Rodovias e diversas atividades petroquímicas, com destaque para o Polo Industrial de Camaçari, também, devem ser levados em consideração em termos de impactos socioambientais na região.  

O Polo Industrial de Camaçari, cuja distância é de apenas 6 km do Quilombo, além de ocasionar poluição atmosférica e de outras naturezas, possui dutos que cortam (atravessam) o território quilombola, ligando o referido Polo Industrial até o Porto de Aratu, na baía de Todos-os-Santos, no município de Candeias (BA).

"No território quilombola há uma estação 

de válvula de bloqueio

que tem potencialidade de explosão

em condições normais de funcionamento.

Em caso de vazamento anormal,

essa área potencialmente explosiva aumenta,

podendo provocar poluição do ar por gases tóxicos,

ocasionando lesões, mortes e doenças respiratórias." 

(BRASIL DE FATO, 2023) 

Como se pode observar, todos esses empreendimentos, passíveis de impactos socioambientais de qualquer natureza, bem como os conflitos de terras (conflitos fundiários) que existem, faz com que a comunidade quilombola Pitanga dos Palmares esteja sujeita não só à poluição atmosférica e dos cursos de água, como também a doenças crônicas, desmatamentos, perda da qualidade de vida, riscos de explosões, violência, entre outros.

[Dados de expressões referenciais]
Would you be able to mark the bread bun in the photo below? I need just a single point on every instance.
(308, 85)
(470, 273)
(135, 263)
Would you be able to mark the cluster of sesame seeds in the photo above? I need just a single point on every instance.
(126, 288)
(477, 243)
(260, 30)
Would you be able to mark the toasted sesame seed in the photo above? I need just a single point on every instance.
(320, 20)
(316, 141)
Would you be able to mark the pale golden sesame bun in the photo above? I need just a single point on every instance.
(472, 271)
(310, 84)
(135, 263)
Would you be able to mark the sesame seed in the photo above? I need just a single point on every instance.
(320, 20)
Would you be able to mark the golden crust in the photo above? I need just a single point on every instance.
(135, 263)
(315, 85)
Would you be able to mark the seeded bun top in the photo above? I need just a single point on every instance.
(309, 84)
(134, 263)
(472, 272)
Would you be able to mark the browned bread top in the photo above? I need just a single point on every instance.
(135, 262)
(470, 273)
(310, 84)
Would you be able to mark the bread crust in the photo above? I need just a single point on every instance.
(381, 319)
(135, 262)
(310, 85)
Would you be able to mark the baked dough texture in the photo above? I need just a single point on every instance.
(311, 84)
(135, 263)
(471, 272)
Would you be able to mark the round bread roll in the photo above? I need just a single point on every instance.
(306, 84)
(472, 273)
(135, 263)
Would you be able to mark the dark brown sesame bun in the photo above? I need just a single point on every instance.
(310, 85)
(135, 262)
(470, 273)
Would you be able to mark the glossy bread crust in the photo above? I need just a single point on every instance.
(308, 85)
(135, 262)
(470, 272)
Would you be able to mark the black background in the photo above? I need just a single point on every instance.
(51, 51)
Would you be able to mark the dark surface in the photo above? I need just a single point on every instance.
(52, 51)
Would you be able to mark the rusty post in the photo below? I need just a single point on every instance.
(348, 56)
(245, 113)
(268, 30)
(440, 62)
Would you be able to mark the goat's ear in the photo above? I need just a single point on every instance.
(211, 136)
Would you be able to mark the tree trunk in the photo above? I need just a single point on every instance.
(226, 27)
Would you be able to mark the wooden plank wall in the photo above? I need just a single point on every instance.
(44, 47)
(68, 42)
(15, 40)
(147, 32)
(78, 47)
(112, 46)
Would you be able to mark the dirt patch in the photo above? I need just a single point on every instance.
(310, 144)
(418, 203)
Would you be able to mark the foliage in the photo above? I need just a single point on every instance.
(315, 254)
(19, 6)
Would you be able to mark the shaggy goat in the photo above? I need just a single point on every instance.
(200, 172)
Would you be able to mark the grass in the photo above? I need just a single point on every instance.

**INSTRUÇÕES DE TRABALHO**
1. No texto exibido, a que distância do Quilombo fica o Polo Industrial de Camaçari?
2. Traduza para o inglês a seguinte frase do texto exibido: "Rodovias e diversas atividades petroquímicas, com destaque para o Polo Industrial de Camaçari, também, devem ser levados em consideração em termos de impactos socioambientais na região."
3. Reproduza um trecho do texto exibido: comece nas palavras "em condições normais" e pare depois de "violência, entre outros.".

**RESPOSTAS ÀS TAREFAS**
1. Apenas 6 km.

2. Highways and various petrochemical activities, notably the Camaçari Industrial Hub, must also be taken into consideration in terms of socio-environmental impacts in the region.

3.
em condições normais de funcionamento.

Em caso de vazamento anormal,

essa área potencialmente explosiva aumenta,

podendo provocar poluição do ar por gases tóxicos,

ocasionando lesões, mortes e doenças respiratórias." 

(BRASIL DE FATO, 2023) 

Como se pode observar, todos esses empreendimentos, passíveis de impactos socioambientais de qualquer natureza, bem como os conflitos de terras (conflitos fundiários) que existem, faz com que a comunidade quilombola Pitanga dos Palmares esteja sujeita não só à poluição atmosférica e dos cursos de água, como também a doenças crônicas, desmatamentos, perda da qualidade de vida, riscos de explosões, violência, entre outros.